Return the data from the line with "point_to(query) returns, for every instance of the hill" to the line with "pixel 186 159", both included, copied line for line with no changes.

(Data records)
---

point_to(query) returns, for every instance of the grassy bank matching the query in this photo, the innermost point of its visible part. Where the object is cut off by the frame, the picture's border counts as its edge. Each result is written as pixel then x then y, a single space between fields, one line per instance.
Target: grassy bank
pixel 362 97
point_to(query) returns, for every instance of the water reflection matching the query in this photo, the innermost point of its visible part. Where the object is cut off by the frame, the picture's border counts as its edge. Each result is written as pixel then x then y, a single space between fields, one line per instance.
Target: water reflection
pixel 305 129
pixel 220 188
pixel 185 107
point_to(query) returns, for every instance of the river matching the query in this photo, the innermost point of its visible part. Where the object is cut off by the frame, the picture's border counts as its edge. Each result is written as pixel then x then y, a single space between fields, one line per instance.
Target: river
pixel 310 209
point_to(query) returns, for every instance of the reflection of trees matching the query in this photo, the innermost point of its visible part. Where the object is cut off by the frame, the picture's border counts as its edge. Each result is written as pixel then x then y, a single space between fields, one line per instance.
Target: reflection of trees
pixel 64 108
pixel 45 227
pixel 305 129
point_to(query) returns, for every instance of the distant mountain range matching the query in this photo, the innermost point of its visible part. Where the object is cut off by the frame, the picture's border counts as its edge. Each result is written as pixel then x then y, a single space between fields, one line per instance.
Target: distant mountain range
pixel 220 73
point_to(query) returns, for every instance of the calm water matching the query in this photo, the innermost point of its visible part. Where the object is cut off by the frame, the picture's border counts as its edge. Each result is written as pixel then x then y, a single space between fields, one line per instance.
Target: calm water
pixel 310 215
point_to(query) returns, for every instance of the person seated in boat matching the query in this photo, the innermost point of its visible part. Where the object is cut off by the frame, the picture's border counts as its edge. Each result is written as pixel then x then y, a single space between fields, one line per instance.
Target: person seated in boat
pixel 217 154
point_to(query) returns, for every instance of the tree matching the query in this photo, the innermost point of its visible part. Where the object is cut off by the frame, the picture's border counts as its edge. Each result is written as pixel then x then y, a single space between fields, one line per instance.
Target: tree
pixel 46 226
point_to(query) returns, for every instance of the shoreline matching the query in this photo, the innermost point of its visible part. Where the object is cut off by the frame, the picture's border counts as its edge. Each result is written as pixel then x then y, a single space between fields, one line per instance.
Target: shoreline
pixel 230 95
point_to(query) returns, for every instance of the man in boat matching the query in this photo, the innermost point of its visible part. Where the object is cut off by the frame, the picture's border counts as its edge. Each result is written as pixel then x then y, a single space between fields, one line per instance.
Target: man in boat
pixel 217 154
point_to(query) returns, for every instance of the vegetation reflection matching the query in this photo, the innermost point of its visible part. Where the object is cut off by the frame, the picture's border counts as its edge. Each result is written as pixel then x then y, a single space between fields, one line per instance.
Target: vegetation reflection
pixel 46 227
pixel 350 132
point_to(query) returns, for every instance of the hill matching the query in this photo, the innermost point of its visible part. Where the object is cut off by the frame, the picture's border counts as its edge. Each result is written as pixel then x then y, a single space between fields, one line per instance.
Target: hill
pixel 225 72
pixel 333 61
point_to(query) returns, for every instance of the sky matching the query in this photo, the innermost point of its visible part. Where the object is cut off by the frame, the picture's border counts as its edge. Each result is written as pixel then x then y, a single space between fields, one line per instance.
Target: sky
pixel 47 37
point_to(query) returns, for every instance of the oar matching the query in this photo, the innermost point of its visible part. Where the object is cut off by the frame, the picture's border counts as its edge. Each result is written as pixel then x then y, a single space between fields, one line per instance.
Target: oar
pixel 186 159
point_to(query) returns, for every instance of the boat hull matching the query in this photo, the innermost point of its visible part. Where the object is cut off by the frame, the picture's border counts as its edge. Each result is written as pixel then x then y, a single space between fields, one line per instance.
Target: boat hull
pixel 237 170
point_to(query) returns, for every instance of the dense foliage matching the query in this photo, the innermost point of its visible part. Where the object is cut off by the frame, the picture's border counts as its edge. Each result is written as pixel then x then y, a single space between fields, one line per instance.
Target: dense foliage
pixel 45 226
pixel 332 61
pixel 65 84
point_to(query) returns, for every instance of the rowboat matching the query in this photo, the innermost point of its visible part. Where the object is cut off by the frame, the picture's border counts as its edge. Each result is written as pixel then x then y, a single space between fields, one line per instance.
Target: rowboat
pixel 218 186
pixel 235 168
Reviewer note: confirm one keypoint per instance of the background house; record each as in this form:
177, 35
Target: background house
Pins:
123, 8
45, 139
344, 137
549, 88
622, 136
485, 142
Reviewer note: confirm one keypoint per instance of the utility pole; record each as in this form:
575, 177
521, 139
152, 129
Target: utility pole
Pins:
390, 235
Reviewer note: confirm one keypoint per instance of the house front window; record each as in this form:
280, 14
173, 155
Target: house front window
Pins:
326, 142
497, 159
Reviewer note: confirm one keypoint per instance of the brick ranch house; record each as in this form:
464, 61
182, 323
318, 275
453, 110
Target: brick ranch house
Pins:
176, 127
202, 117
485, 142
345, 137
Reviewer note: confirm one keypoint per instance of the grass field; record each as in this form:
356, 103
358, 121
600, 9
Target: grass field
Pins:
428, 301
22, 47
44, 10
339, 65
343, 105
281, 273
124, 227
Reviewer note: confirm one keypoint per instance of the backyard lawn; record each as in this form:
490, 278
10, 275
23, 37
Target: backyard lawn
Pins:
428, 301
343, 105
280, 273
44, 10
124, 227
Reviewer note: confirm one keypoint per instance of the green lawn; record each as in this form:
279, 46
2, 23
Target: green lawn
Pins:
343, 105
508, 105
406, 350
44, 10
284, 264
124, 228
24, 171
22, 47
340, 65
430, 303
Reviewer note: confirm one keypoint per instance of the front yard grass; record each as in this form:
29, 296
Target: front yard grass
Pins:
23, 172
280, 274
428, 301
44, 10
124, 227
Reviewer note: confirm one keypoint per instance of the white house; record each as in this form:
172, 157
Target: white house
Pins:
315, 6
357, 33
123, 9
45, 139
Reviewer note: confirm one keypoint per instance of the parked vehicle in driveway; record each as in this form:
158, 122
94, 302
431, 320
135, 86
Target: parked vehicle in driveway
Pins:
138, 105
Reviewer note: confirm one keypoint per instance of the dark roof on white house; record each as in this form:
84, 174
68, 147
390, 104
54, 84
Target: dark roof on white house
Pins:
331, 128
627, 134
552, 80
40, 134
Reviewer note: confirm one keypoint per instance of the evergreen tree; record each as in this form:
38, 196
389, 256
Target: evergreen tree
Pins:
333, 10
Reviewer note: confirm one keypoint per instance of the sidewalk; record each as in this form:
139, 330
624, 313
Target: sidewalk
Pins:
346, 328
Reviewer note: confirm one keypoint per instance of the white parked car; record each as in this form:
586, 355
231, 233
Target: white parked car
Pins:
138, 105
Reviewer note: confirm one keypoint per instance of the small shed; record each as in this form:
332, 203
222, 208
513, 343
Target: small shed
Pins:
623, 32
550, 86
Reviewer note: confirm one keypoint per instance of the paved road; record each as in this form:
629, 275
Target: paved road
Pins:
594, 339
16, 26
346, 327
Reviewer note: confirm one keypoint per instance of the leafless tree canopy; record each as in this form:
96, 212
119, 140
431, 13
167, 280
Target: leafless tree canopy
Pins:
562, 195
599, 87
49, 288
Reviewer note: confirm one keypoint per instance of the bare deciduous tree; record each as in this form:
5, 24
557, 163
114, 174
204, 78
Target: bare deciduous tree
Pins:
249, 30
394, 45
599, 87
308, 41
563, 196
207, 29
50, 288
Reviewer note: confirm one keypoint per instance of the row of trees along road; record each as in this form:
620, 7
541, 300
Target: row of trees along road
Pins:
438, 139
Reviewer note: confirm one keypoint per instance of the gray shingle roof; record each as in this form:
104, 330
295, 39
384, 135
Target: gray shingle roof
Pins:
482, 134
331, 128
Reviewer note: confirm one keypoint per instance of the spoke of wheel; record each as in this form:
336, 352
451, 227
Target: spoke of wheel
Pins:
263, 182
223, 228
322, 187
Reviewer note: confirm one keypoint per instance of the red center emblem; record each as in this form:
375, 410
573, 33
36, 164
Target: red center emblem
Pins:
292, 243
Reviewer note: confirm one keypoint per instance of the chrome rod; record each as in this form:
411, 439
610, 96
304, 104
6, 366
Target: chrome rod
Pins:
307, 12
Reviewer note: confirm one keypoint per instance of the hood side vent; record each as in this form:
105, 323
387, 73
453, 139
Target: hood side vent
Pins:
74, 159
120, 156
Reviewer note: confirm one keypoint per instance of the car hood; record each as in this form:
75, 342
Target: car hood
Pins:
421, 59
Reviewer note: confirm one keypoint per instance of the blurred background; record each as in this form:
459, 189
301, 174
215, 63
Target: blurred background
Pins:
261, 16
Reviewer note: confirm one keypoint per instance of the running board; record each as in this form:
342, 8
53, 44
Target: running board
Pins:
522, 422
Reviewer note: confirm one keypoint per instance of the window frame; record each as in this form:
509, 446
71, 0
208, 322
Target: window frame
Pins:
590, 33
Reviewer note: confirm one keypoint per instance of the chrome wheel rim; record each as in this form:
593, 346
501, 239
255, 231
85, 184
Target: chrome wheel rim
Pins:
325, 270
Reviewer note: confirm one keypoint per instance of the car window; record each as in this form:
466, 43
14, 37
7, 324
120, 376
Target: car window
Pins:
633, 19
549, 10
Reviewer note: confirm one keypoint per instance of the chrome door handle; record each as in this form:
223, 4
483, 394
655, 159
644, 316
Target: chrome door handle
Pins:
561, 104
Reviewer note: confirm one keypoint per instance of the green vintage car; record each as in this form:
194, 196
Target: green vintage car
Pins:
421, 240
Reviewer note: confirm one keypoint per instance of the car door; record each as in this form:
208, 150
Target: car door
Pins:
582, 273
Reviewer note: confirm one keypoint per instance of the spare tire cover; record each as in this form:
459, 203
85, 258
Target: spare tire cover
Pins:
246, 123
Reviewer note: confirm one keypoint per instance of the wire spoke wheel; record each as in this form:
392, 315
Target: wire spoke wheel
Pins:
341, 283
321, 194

---

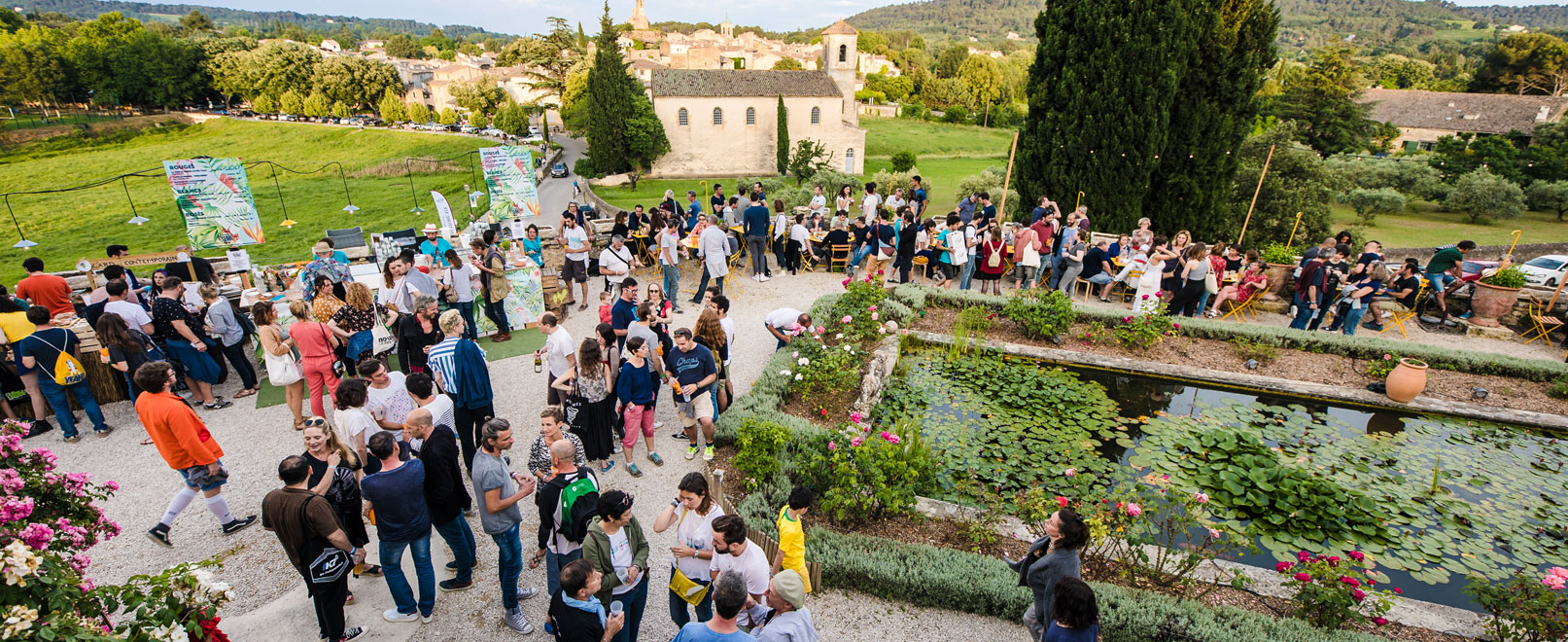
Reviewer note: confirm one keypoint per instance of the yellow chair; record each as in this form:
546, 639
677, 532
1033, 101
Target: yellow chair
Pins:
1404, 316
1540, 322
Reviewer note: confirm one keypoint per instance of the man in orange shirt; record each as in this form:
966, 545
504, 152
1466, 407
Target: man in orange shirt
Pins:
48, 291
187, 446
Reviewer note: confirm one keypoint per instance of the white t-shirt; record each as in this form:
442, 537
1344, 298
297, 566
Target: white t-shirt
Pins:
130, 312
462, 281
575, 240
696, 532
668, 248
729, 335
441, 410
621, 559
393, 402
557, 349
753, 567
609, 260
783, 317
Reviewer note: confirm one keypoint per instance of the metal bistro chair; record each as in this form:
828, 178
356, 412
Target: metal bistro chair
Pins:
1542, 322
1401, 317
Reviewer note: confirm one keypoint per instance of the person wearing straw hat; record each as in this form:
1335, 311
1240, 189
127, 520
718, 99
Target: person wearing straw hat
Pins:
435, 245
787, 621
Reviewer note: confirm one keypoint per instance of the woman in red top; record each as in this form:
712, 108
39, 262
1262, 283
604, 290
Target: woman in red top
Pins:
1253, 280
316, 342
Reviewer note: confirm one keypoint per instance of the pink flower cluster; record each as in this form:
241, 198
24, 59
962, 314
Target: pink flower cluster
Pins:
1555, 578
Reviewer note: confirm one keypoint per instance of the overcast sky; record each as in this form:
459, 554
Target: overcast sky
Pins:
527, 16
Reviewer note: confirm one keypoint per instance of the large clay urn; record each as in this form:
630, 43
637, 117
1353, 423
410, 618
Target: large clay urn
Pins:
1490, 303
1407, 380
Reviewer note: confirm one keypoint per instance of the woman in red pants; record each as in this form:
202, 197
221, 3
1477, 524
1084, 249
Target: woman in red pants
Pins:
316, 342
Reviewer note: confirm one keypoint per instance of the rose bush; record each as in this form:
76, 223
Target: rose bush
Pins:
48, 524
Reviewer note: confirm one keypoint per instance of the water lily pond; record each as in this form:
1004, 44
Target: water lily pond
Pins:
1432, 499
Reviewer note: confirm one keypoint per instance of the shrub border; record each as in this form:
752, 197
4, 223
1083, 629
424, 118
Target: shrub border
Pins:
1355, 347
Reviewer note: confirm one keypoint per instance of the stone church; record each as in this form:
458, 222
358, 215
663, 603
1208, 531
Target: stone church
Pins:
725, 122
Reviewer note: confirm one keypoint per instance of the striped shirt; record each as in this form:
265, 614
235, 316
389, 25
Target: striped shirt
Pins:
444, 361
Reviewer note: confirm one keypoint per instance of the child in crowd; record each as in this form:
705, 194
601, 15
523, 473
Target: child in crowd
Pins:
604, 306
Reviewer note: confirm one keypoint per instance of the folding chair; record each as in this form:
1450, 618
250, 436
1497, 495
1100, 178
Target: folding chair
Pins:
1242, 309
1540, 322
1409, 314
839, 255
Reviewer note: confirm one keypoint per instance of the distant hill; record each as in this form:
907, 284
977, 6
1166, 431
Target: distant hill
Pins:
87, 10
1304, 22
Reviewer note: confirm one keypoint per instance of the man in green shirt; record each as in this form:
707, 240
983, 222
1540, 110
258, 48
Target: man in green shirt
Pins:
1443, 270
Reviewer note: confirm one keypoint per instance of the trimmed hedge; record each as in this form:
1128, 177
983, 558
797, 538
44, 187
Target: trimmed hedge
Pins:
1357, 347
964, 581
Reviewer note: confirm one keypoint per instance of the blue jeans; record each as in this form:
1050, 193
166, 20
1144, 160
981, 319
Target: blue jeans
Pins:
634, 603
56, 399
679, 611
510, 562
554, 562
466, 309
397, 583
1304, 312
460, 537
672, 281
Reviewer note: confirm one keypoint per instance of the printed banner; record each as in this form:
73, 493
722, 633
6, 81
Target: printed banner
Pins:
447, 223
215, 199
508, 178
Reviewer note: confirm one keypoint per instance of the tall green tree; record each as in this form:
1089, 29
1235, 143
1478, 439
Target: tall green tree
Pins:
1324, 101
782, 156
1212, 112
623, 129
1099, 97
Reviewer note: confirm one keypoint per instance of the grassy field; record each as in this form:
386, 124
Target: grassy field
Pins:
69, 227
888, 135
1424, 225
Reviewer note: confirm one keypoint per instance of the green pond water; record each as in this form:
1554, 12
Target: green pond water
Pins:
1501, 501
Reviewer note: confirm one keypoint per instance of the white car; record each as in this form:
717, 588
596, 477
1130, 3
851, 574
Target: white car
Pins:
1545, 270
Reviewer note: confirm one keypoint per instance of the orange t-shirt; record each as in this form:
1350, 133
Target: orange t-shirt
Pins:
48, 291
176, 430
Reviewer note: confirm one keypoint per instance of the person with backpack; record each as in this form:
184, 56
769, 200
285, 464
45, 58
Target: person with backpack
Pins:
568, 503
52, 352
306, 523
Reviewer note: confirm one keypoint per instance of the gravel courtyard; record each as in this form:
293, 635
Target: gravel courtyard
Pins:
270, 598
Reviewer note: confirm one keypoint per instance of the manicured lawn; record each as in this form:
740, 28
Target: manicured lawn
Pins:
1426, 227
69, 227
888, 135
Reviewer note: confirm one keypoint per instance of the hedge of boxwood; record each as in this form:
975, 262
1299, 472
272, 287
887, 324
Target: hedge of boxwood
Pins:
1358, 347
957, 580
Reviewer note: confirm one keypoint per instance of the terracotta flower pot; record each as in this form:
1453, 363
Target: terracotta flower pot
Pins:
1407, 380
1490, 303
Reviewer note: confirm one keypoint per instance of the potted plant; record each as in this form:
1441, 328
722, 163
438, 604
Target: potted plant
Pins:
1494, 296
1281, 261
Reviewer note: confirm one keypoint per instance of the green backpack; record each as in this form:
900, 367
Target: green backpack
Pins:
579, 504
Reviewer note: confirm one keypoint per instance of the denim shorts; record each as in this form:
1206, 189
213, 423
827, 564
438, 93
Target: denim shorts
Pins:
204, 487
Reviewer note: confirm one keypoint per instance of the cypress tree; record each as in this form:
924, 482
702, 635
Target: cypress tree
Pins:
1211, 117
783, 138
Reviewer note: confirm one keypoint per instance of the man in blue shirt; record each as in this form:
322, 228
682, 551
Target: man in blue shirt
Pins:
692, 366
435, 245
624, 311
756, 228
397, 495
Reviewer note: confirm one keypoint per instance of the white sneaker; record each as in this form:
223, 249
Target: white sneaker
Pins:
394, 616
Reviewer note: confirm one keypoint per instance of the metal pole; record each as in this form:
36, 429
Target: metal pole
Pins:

---

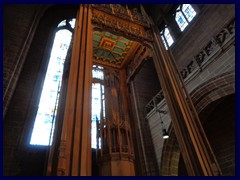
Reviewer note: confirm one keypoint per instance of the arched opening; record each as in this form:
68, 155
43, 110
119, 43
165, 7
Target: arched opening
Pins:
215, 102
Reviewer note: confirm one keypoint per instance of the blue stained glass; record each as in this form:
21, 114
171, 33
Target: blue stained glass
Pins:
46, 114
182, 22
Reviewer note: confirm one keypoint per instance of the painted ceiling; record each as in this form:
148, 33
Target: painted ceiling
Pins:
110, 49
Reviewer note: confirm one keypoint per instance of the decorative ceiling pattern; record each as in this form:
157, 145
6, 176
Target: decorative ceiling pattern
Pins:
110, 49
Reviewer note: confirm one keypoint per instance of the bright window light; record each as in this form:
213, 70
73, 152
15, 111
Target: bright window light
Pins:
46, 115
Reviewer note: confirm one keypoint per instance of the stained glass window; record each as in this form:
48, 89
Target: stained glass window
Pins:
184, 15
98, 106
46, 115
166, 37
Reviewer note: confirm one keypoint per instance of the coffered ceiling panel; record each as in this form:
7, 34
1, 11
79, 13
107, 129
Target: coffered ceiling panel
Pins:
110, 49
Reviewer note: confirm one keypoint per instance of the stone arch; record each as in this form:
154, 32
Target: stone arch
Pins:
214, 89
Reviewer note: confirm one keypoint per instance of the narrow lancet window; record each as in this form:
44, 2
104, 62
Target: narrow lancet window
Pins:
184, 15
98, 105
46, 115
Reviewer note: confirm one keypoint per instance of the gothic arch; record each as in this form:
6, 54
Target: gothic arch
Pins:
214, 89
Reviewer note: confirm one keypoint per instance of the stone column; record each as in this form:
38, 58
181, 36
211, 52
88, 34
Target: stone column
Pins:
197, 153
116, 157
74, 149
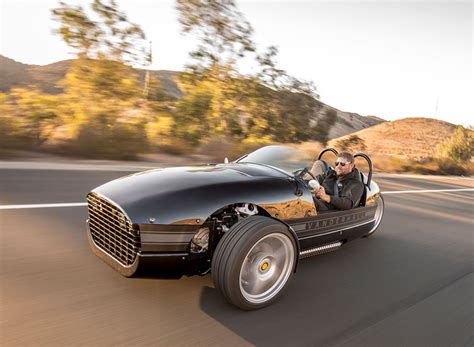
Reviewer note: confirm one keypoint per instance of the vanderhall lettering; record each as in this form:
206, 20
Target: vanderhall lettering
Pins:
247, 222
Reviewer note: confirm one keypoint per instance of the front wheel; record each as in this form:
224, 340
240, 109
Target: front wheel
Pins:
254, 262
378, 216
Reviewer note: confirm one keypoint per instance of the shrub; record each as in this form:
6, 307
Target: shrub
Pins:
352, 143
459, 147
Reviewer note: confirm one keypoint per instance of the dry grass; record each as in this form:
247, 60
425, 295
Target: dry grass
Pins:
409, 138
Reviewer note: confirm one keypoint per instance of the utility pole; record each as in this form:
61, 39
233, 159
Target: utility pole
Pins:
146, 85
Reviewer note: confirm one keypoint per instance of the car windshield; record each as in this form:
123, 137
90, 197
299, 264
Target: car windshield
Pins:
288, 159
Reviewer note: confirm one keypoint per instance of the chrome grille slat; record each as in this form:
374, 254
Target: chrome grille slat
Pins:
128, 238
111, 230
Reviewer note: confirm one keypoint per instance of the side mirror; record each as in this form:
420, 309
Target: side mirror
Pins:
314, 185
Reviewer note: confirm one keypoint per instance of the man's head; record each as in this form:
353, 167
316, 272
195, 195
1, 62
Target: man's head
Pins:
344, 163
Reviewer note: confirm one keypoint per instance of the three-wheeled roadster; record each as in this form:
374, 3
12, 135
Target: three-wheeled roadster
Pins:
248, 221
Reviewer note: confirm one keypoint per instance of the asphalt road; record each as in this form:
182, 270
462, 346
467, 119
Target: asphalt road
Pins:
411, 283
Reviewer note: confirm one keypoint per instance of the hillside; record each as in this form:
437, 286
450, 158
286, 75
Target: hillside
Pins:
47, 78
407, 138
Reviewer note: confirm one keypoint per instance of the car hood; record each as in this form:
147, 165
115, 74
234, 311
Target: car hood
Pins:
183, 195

---

■ Response:
point_to(query) returns, for every instance of the hill matching the query in this photo, the innermost point of its visible part. Where the object is cut off by the frame, the picture's border counts as its edge. Each result is written as pixel then x then y, a single space between fields, one line per instance.
Target: hill
pixel 225 72
pixel 333 61
point_to(query) returns, for every instance of the sky matching the query in this photo, the innermost point of its visible part. Where the object is cut off by the frame, the picture's border counts as its edge. Each result is written as pixel then x then y, a single space between fields, one line per instance.
Target: sky
pixel 47 37
point_to(query) returns, for every instance of the oar matching the query in this photo, the innermost point of its visible part. Where the object is cut off by the frame, the picture's border counts as its edge. Each result is written as pixel then x then y, a single space between fields, one line per instance.
Target: oar
pixel 186 159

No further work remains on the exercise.